APPLY WHAT YOU READ -
1: Answer these questions using the excerpt on the Dakota Access Pipeline protest, one answer per line with the same letters:
(a) What did North Dakota's Homeland Security Director order removed from the camp?
(b) Which two agencies announced they were investigating the "laser strikes"?
(c) Until what year did the sale of supposedly surplus Indian land continue?
2: For each statement, say whether it agrees with the excerpt on the Dakota Access Pipeline protest, and support each yes or no with the deciding words of the excerpt, quoted exactly:
(a) Phyllis Young is a member of the Standing Rock Sioux.
(b) The laser strikes were aimed at vehicles on the ground near the camp.
(c) In the 1970s, the American Indian Movement occupied Wounded Knee and Alcatraz.
3: Reproduce the passage of the excerpt on the Dakota Access Pipeline protest from "Jacobin Magazine: From" up to and including "continued until 1934.", word for word.

DOCUMENT SEGMENT -
+---+

On Monday, North Dakota’s Homeland Security Director ordered the removal of state-owned medical trailers and water tanks from the camp, citing reports of unlawful activity and fears that the equipment is unsafe. Tara Houska, National Campaigns Director for Honor the Earth, says, “It is deeply ironic that the Governor would release emergency funds under the guise of public health and safety, but then remove the infrastructure that helps ensure health and safety in the camp. This is nothing but repression of our growing movement to protect our water and future generations.”

Dakota Access Pipeline Protest

Occupying the Prairie: “This is our homeland,” said Phyllis Young, a member of the Standing Rock Sioux. “We are Dakota. Dakota means friend or ally. Dakota Access has taken our name.” Photo by Daniella Zalcman in The New York Times

The North Dakota Highway Patrol and the Federal Bureau of Investigation also announced they are investigating two incidents of “laser strikes” aimed at surveillance aircraft patrolling above the camp. “Why launch a federal investigation into a laser pointer instead of asking what right the US government has to fly surveillance planes over sovereign nations in the first place?” said Houska.

Jacobin Magazine: From the 1890 Wounded Knee Massacre onwards, the Lakota, and indeed Native Americans throughout the nation, have engaged in an endless struggle to protect their land, resources, and people. They fought the federal government’s efforts to dismantle reservations, during which the government sold off supposedly surplus Indian land to white settlers for pennies on the dollar. This practice continued until 1934.

They have also had to fight to prevent their land from becoming a dumping ground for America’s refuse. Most notably, the Navajo have suffered the terrible effects of nuclear waste.

These issues came to a head in the 1970s, when the American Indian Movement, drawing on the language of Black Power and a heritage of resistance, occupied Wounded Knee and Alcatraz and brought national attention to the reservations’ plight.

+---+

DATA EXTRACT -
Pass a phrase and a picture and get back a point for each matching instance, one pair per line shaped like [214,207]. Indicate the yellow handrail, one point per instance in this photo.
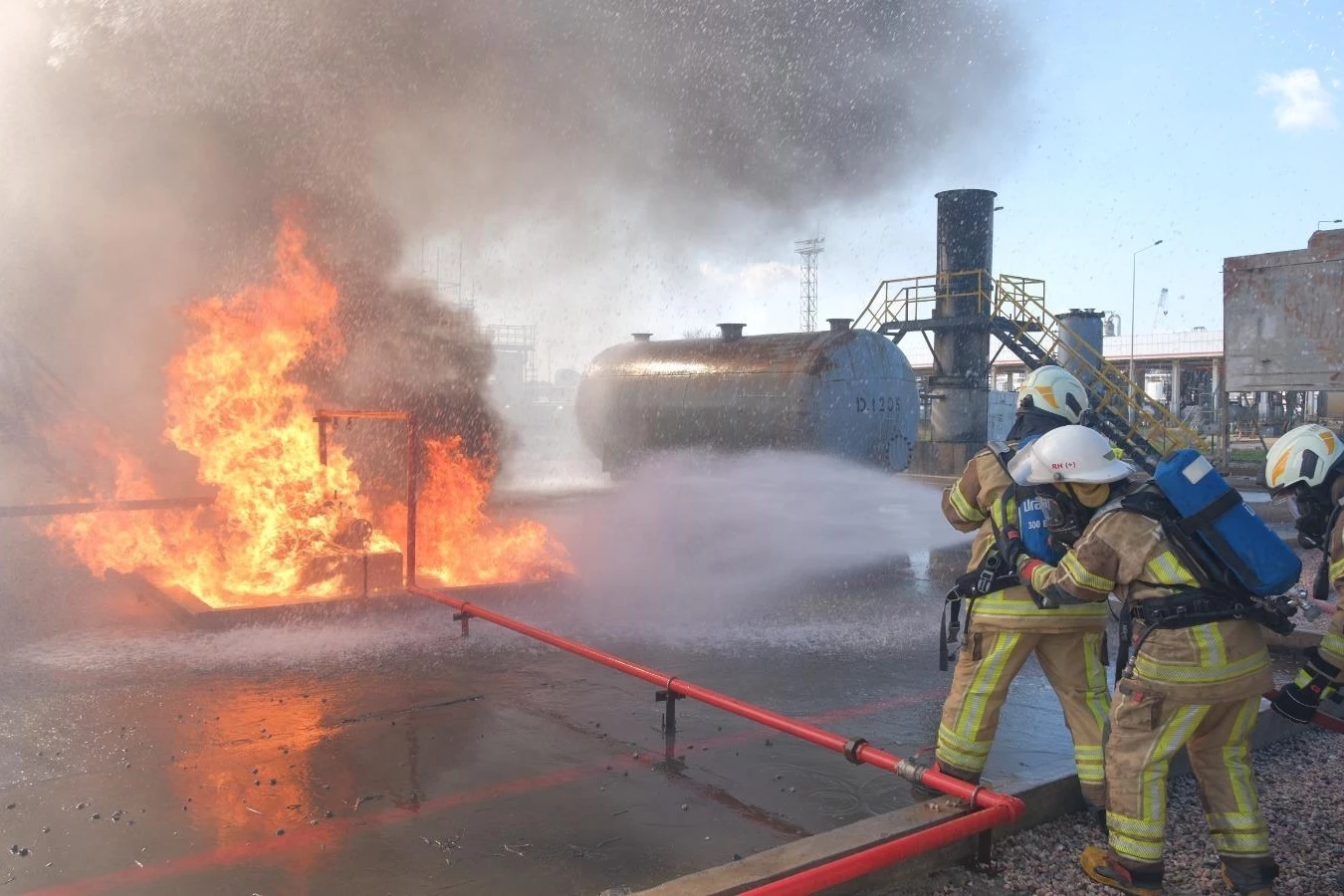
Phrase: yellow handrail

+---+

SOLUTIONS TO THE TASKS -
1:
(a) State-owned medical trailers and water tanks.
(b) The North Dakota Highway Patrol and the Federal Bureau of Investigation.
(c) 1934.

2:
(a) Yes: "said Phyllis Young, a member of the Standing Rock Sioux"
(b) No: "aimed at surveillance aircraft patrolling above the camp"
(c) Yes: "occupied Wounded Knee and Alcatraz"

3:
Jacobin Magazine: From the 1890 Wounded Knee Massacre onwards, the Lakota, and indeed Native Americans throughout the nation, have engaged in an endless struggle to protect their land, resources, and people. They fought the federal government’s efforts to dismantle reservations, during which the government sold off supposedly surplus Indian land to white settlers for pennies on the dollar. This practice continued until 1934.